Отрывок
● ● ● ●

В данной статье мы хотели бы проанализировать, насколько полно удалось Гадамеру реализовать свою идею описания герменевтического опыта – «чуда понимания» и ведущего к нему пути. Мы постараемся выяснить, не упустил ли Гадамер нечто существенное – вопреки всей кажущейся полноте и широкомасштабности проведенного им исследования; а также продумать возможность реконфигурации герменевтического опыта, если в его описании у Гадамера будут обнаружены недочеты.

Труд «Истина и метод» претендует на фундаментальность, характеризуется широким охватом и рассмотрением материала из различных областей философского знания. В соответствии с разрабатываемым Гадамером тезисом о том, что любой текст, предание или произведение следует понимать как то, что обращается непосредственно к нам и стремится дать ответ на самые актуальные вопросы, Гадамер свободен в обращении как к философам XX в. – Э. Гуссерлю, М. Хайдеггеру, М. Шелеру, так и к философам предшествующих эпох – Платону, Аристотелю, Н. Кузанскому, И. Канту, Г. Гегелю, В. Дильтею и многим другим. Тем самым, исследуя феномен понимания, Гадамер добивается богатства используемого материала. Он уделяет большое внимание специфике художественного опыта и его истины; рассматривает понятия образования, памяти, переживания, вкуса; анализирует феномен игры, задействует феноменологическое понятие горизонта; использует материал из области философии истории, философской антропологии, философии языка и т. д. Складывается ощущение, что все самое ценное и значимое, что было накоплено гуманитарной мыслью за всю ее историю, Гадамер задействует и синтезирует в своем исследовании.

Одно из принципиальных положений герменевтики Гадамера состоит в том, что понимание необходимо мыслить как «деяние самого дела» [4, с. 536], что оно свершается само, когда исполняются все условия его свершения. При этом стратегия, к которой прибегает Гадамер для обоснования своего тезиса, заключается в том, что вначале он, скорее, обозначает ряд трудностей, с которыми понимание неизбежно сталкивается на своем пути, демонстрируя далее, что эти трудности отнюдь не отнимают у понимания возможности состояться, но, скорее, наоборот, подготавливают его свершение.

Признавая, что понимание вершится в непростых условиях, Гадамер, однако, решительно выступает против «недопустимого герменевтического нигилизма», передающего «читателю и толкователю всю полноту власти абсолютного творчества» [5, с. 140]. Иными словами, историчность человеческого бытия и понимания, неизбежность дистанции между субъектом понимания и тем, с чем он сталкивается и что хочет понять, вовсе не должны стать поводом признать за толкователем право свободного порождения смыслов. Дело понимания состоит не в произволе интерпретации, а в понимании именно тех смыслов, которые были заложены в тексте; и эта задача, с точки зрения Гадамера, несмотря на все трудности, выполнима.

● ● ● ●

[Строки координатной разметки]

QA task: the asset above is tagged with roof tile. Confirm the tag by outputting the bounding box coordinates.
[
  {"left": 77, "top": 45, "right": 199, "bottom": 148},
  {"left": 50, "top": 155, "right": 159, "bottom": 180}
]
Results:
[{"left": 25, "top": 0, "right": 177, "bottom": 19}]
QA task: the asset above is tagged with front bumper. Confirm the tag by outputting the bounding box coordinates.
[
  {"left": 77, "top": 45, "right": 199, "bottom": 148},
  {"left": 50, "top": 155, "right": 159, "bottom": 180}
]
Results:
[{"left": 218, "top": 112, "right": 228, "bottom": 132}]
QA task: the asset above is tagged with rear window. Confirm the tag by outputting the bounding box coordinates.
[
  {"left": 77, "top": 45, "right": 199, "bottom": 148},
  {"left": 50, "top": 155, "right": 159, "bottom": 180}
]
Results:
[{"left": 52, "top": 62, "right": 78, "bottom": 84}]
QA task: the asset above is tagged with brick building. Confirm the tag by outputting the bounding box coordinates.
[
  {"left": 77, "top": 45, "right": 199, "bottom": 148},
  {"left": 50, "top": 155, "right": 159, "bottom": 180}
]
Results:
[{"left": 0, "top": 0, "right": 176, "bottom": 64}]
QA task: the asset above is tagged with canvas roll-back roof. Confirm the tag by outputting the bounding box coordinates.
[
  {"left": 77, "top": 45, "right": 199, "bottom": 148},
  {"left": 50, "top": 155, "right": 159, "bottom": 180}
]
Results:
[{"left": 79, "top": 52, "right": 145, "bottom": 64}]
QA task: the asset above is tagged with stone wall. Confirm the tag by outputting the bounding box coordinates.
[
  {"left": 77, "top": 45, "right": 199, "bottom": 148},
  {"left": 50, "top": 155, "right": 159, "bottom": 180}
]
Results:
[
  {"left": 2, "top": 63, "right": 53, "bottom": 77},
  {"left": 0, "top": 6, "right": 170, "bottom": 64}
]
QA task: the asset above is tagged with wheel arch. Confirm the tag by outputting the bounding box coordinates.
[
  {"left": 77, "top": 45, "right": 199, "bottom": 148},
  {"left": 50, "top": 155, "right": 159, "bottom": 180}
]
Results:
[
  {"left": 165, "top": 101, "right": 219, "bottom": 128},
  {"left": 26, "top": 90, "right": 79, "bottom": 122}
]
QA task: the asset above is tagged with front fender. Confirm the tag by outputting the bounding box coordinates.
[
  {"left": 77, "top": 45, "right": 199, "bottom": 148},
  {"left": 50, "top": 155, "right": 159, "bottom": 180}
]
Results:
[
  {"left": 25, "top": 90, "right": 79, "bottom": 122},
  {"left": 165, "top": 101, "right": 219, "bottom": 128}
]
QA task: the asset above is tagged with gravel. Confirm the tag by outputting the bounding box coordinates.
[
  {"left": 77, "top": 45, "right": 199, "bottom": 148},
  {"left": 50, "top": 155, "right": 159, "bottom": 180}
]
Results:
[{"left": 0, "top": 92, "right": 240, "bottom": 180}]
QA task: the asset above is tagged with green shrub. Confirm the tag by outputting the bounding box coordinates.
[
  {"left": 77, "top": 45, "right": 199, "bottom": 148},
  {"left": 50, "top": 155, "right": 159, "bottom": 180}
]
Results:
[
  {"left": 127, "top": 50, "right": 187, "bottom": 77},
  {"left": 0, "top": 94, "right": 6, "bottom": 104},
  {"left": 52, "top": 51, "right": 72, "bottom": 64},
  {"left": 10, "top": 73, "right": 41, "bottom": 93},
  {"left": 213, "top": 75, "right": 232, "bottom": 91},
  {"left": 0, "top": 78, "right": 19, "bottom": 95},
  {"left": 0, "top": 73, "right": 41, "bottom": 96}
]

● ● ● ●

Задание
Перепишите из отрывка о Гадамере текст между словами «В данной статье» и «будут обнаружены недочеты.», включая их самих.

Ответ
В данной статье мы хотели бы проанализировать, насколько полно удалось Гадамеру реализовать свою идею описания герменевтического опыта – «чуда понимания» и ведущего к нему пути. Мы постараемся выяснить, не упустил ли Гадамер нечто существенное – вопреки всей кажущейся полноте и широкомасштабности проведенного им исследования; а также продумать возможность реконфигурации герменевтического опыта, если в его описании у Гадамера будут обнаружены недочеты.